**DO THIS**
Give the lines of the records, from the line containing "Task: where can the chamois head" through the last line of the records, as a numbered list, leaving out any blank lines.

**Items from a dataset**
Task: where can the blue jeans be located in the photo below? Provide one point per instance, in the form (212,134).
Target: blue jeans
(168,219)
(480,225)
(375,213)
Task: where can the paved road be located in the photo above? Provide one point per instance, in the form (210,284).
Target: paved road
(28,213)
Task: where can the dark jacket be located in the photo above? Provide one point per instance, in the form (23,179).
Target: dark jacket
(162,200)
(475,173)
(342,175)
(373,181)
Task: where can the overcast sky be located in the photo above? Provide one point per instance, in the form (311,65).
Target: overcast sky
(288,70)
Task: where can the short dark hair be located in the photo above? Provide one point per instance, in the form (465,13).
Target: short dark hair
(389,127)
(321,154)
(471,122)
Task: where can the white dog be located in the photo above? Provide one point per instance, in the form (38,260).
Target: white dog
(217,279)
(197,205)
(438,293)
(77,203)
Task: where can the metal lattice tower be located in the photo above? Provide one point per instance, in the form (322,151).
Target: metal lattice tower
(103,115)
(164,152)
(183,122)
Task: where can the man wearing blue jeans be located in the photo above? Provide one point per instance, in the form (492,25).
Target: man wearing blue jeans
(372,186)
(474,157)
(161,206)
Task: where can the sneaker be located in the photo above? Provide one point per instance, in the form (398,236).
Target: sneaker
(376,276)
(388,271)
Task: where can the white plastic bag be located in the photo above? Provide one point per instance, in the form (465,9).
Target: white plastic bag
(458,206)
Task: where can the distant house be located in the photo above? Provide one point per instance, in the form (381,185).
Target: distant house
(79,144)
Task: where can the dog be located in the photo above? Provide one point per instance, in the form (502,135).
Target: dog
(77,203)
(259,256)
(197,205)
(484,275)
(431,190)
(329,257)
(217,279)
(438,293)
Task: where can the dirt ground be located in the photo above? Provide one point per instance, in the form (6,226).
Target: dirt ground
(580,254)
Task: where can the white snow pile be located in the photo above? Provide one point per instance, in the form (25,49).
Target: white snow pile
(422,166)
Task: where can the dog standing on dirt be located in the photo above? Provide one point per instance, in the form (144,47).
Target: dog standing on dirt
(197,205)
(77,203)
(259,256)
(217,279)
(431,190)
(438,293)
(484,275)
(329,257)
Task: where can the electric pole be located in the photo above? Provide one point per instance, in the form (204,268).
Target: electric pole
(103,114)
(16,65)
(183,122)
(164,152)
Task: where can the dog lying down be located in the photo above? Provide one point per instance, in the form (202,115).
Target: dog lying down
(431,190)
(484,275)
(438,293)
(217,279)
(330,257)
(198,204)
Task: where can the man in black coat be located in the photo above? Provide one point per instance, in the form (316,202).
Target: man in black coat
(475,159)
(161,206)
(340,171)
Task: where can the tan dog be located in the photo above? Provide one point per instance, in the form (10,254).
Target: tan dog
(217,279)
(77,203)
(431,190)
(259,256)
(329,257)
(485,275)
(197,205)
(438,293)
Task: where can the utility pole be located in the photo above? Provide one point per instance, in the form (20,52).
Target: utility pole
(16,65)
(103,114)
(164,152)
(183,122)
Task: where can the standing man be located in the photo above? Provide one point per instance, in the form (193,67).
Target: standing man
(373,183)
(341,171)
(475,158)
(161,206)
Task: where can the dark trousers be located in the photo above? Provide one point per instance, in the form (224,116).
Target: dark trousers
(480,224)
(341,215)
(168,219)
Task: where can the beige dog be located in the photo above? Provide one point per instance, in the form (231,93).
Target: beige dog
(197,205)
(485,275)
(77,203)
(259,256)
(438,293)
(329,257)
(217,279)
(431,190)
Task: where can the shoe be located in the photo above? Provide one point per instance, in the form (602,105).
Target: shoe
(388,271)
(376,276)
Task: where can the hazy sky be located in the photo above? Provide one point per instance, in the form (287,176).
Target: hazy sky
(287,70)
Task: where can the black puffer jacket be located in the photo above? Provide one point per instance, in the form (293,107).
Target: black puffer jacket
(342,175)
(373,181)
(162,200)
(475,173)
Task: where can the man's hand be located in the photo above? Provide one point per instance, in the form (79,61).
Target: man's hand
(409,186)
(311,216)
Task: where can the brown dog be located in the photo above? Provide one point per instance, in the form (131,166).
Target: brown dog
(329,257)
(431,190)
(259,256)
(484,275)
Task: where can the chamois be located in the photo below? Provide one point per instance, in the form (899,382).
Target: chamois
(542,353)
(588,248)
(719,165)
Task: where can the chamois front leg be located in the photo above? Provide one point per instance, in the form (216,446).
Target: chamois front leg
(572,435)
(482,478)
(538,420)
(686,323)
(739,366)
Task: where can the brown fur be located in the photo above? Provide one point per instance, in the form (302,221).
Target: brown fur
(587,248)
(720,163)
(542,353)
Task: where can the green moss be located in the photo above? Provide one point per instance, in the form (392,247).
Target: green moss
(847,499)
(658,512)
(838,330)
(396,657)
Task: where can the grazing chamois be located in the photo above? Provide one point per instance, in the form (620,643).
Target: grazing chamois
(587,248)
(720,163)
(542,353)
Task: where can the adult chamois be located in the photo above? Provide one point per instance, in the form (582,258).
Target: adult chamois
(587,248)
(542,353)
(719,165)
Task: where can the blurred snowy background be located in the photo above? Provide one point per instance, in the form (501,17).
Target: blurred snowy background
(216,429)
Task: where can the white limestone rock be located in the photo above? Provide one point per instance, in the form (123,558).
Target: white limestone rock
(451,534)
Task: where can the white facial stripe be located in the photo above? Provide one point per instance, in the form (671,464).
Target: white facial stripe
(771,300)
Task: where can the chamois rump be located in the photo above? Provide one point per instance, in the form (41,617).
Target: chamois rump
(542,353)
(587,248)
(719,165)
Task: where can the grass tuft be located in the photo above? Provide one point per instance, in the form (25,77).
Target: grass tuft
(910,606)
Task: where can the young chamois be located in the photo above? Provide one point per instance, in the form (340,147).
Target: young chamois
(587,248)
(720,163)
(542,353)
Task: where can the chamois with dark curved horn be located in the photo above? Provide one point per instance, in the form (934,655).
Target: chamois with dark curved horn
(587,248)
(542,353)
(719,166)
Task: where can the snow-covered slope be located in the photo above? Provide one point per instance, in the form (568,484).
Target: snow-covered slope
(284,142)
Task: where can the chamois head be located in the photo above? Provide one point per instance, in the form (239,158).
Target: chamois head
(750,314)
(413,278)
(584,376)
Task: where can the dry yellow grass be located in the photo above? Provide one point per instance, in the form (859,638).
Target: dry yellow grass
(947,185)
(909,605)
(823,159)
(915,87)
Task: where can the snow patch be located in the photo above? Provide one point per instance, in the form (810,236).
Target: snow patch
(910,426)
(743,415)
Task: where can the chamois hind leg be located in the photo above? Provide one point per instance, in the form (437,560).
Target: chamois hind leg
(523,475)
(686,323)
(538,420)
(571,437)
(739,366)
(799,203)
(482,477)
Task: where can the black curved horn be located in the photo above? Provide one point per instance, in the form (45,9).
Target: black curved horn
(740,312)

**COMPLETE RESPONSE**
1. Task: where can the chamois head be located in the photo above? Provide one point per instance, in the form (239,158).
2. Target: chamois head
3. (750,314)
4. (413,278)
5. (584,376)
6. Task: where can the dry yellow grass be located in the photo above? Provide one point per instance, in the form (859,638).
7. Target: dry yellow grass
8. (947,185)
9. (909,605)
10. (823,159)
11. (915,87)
12. Task: where can the snow patch be located in the photo above? Provide one point per instance, in the form (810,236).
13. Target: snow patch
14. (910,426)
15. (743,415)
16. Task: where can the chamois hind leg be located in the photo above? Provide one point per instance, in the form (437,560).
17. Target: chamois hind leg
18. (523,475)
19. (686,323)
20. (538,420)
21. (571,437)
22. (739,366)
23. (799,203)
24. (482,477)
25. Task: where can the black curved horn be located in the photo above? Provide one point per instance, in the form (45,9).
26. Target: black curved horn
27. (740,312)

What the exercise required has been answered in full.